── RECORDS FOR PROCESSING

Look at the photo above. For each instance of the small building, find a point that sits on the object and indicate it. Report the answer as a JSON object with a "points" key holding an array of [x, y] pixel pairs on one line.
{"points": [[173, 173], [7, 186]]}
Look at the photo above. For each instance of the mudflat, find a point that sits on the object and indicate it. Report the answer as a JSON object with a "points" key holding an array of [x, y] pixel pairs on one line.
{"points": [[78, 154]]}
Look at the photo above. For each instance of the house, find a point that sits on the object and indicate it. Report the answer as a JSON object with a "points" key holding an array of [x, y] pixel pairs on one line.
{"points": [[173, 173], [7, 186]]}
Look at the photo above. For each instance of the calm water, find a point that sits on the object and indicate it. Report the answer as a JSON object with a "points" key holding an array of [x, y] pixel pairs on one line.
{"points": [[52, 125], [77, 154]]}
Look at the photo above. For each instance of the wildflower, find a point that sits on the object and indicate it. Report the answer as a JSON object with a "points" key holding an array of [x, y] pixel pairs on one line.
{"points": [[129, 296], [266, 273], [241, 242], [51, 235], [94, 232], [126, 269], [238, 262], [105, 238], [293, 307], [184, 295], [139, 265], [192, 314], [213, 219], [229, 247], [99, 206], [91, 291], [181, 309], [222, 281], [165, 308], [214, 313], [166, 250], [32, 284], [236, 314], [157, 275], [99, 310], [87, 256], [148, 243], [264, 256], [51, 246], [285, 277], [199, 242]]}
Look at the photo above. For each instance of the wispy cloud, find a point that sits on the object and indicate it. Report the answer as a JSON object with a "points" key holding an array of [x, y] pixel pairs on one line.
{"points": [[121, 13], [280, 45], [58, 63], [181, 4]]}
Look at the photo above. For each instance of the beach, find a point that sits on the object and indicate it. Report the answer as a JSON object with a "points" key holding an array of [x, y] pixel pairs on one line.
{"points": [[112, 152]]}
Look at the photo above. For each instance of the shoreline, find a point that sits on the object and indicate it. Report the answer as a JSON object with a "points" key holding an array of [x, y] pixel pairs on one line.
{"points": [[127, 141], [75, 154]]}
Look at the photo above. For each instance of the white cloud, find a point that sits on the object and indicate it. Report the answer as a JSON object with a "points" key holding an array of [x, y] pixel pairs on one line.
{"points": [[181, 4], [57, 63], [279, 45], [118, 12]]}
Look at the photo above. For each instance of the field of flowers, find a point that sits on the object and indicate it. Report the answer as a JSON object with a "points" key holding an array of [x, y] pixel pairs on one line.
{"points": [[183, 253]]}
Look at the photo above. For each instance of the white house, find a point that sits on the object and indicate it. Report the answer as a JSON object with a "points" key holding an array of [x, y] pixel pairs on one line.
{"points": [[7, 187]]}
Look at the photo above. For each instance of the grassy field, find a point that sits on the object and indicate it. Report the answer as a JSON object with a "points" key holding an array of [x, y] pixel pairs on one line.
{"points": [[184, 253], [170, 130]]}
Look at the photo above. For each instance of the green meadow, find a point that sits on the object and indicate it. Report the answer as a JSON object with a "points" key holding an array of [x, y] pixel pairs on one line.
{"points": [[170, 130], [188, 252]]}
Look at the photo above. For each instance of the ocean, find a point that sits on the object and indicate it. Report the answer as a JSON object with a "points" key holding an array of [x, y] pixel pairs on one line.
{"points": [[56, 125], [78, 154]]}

────

Copy the data above. Keep each line exact.

> _COMPLETED TASK_
Look at the photo above. For each instance of the small building, find a point that sits on the object and indicate it. Report the answer as a JSON object with a "points" key holding an array of [x, y] pixel pairs on one line.
{"points": [[173, 173], [7, 186]]}
Look at the photo above. For each instance of the mudflat, find a point that sits on the object and indicate it. Report the answer as a JSON object with a "points" key holding an array of [x, y] pixel pairs on one line.
{"points": [[78, 154]]}
Look at the photo above. For each instance of the house, find a point that sits on the object and indicate it. Report the answer as a JSON object with a "points" key holding an array of [x, y] pixel pairs on one line.
{"points": [[173, 173], [7, 186]]}
Look at the photo above. For each instance of the calm water, find a point that sits on the object and indicate it. Report the answer as a JSON object with a "points" key holding an array of [x, y] pixel pairs on one line.
{"points": [[52, 125], [77, 154]]}
Look at the photo above. For each instance of the wildflower, find a point that sits on the object and indicate it. Report the answer as a JSON object with a "points" key holding an array of [x, y] pixel pairs on one line.
{"points": [[129, 296], [266, 273], [241, 242], [51, 235], [94, 232], [126, 269], [238, 262], [105, 238], [293, 307], [184, 295], [139, 265], [192, 314], [213, 219], [229, 247], [99, 206], [91, 291], [181, 309], [222, 281], [165, 308], [214, 313], [166, 250], [32, 284], [236, 314], [157, 275], [99, 310], [87, 256], [148, 243], [264, 256], [51, 246], [285, 277], [199, 242]]}
Look at the photo above. For each instance of the wispy cloud, find a point that sits on the object and indicate it. Report the answer as a JSON object with a "points" key holding an array of [x, y] pixel pairs on one line.
{"points": [[121, 13], [280, 45], [58, 63], [181, 4]]}
Look at the photo above. For each instance of the beach, find a point that sits on the object and indicate it. Report the answer as a JSON object with a "points" key holding an array of [x, y] pixel pairs on one line.
{"points": [[112, 152]]}
Look at the photo above. For each instance of the shoreline, find a point that sits on the object and indicate it. Report the answer as a JSON object with a "points" key holding an array of [x, y] pixel pairs on one line.
{"points": [[127, 141], [75, 154]]}
Look at the photo above. For each instance of the white cloud, find a point that sits on the object and indicate it. Report the answer as a JSON object with a "points" key holding an array of [x, y] pixel pairs on one line.
{"points": [[181, 4], [57, 63], [279, 45], [118, 12]]}
Look at the photo above. For each instance of the field of flowers, find a point that sits on the object and indicate it. Report the answer as a JSON object with a "points" key holding an array of [x, y] pixel pairs on one line.
{"points": [[183, 253]]}
Look at the photo above. For each instance of the white house, find a point that sits on the object and indicate it. Report the answer as a JSON object with a "points" key holding an array of [x, y] pixel pairs on one line.
{"points": [[7, 187]]}
Look at the photo above. For each instance of the grassy field, find a point that sits on the object and indicate it. Report the answer as a JSON object with a "points" key holding an array of [x, y] pixel pairs on one line.
{"points": [[184, 253], [170, 130]]}
Look at the photo above. For each instance of the green meadow, find a point that sits on the object and indicate it. Report the answer as a JSON object with a "points" key holding an array of [x, y] pixel pairs on one line.
{"points": [[170, 130], [188, 252]]}
Look at the photo above. For each instance of the ocean, find a point that sits on the object and indicate it. Report the answer as a JSON object with a "points" key holding an array of [x, y] pixel pairs on one line.
{"points": [[56, 125], [78, 154]]}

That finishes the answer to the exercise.